◆ **TASK DESCRIPTION**:
Repeat each record that follows, keeping it identical.

[Point localization data]
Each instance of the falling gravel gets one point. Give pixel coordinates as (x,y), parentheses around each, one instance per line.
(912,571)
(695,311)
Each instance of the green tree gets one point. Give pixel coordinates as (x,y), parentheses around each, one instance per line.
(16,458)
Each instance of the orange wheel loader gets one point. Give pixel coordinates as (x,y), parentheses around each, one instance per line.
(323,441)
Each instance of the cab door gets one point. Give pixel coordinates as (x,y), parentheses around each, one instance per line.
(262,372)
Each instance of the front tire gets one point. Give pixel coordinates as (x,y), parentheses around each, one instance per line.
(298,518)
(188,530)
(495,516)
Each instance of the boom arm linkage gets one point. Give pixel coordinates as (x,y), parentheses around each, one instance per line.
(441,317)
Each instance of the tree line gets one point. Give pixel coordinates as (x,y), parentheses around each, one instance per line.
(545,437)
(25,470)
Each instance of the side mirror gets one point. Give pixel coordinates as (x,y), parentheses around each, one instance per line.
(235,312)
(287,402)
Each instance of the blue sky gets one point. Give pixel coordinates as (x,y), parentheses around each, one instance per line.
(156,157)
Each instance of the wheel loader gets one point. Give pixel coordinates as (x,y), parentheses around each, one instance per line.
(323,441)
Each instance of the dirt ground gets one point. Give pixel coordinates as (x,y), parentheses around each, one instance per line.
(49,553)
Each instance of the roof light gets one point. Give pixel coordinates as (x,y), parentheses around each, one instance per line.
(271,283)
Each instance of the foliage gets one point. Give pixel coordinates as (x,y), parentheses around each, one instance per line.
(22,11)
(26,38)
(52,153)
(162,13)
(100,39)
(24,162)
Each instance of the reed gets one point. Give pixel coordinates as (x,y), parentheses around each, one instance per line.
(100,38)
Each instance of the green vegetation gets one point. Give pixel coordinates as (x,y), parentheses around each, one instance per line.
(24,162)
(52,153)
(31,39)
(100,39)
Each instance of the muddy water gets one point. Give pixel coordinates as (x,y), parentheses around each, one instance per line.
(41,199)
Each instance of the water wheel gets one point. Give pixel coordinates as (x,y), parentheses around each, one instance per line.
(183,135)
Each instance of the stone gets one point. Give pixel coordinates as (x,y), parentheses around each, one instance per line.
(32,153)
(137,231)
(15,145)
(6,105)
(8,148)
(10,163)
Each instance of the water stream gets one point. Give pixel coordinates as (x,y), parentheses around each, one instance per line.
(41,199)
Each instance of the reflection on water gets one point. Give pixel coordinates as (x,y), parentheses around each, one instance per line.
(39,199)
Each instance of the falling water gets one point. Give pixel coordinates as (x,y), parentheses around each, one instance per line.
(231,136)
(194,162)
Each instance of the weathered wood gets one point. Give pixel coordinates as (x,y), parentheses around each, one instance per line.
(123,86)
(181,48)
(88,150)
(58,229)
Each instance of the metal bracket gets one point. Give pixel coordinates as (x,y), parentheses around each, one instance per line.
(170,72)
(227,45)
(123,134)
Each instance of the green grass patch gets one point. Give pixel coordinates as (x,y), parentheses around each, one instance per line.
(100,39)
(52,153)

◆ **WRITTEN RESPONSE**:
Each instance of the falling gravel gets one point. Give pixel coordinates as (x,y), parentheses around each, one instance per line.
(912,571)
(695,311)
Each instance of the green tree gets one point. Give pixel coordinates as (x,y), parentheses around each, one instance per line.
(16,458)
Each instance of the orange wheel loader gets one point. Give pixel coordinates as (x,y), parentheses around each, one instance per line.
(323,441)
Each instance of the cab door gets one point. Give pixel coordinates as (x,y), parentheses around each, one instance per line.
(262,372)
Each instance of the front tire gets one point. Give pixel coordinates as (x,y), parentheses around each, one instance per line.
(298,518)
(188,530)
(495,516)
Each instance of the boom arm linkage gets one point. Give pixel coordinates as (x,y), parentheses around each, one instance per line.
(441,317)
Each instance of the tree line gets one point. Give pixel coordinates as (x,y), parentheses around each, one instance per line.
(545,437)
(25,470)
Each instance of the side mirror gets one point. Give pixel coordinates as (x,y), parentheses around each, one instance per line.
(235,312)
(287,402)
Each instance of the blue sky gets one point. Give pixel coordinates as (x,y), parentheses around each, one instance per line.
(156,157)
Each instance of the wheel loader gets one point. Give pixel coordinates as (x,y), parentheses around each, one instance per line.
(323,441)
Each instance of the dirt ground gets one point. Give pixel coordinates as (x,y), parentheses around each, one instance per line.
(49,553)
Each instance of the roof light gets one point. Give pixel coordinates as (x,y), parentheses around each, one instance per line.
(271,283)
Each instance of the foliage gets one point. Give pixel coordinates as (x,y), parentheses around each, one instance per line.
(22,11)
(26,38)
(52,153)
(162,13)
(100,39)
(24,162)
Each instance of the reed gets one point. Give pixel coordinates as (x,y), parentheses around each, one instance per line.
(100,38)
Each instance of the green vegetation gets one point. Give pixel coordinates as (x,y), parentheses around each, one instance per line.
(24,162)
(52,153)
(31,39)
(100,39)
Each instance of the muddy water gets one point. Give pixel coordinates as (x,y), parentheses around each, one instance per line.
(41,199)
Each instance of the water wheel gets one point. Give pixel coordinates as (x,y), parentheses around each, one instance per line.
(183,135)
Each instance of the stone gets one point. Give pixel coordinates as (x,y), parentheses around each, one instance per line.
(32,153)
(137,231)
(15,145)
(6,105)
(8,148)
(10,163)
Each instance of the water stream gets one point. Give pixel coordinates as (x,y), parentheses around each, one instance per line.
(41,199)
Each instance of the reflection on water gets one point. Give pixel coordinates as (x,y), parentheses around each, one instance per line.
(39,199)
Each instance of the falling water gets one point. Give pixel coordinates as (x,y), parentheses around each, one instance per line.
(231,136)
(194,162)
Each instance of the weathered wood gets one point. Give pixel coordinates as (x,y), parentheses around each, one instance per line.
(123,86)
(181,48)
(88,150)
(58,229)
Each instance of the metal bracket gets one point. Give pixel coordinates as (x,y), parentheses around each, one instance per line.
(170,72)
(227,45)
(123,134)
Each instance of the green grass patch gets one point. Give pixel coordinates as (x,y), parentheses around each, one instance per line.
(100,39)
(52,153)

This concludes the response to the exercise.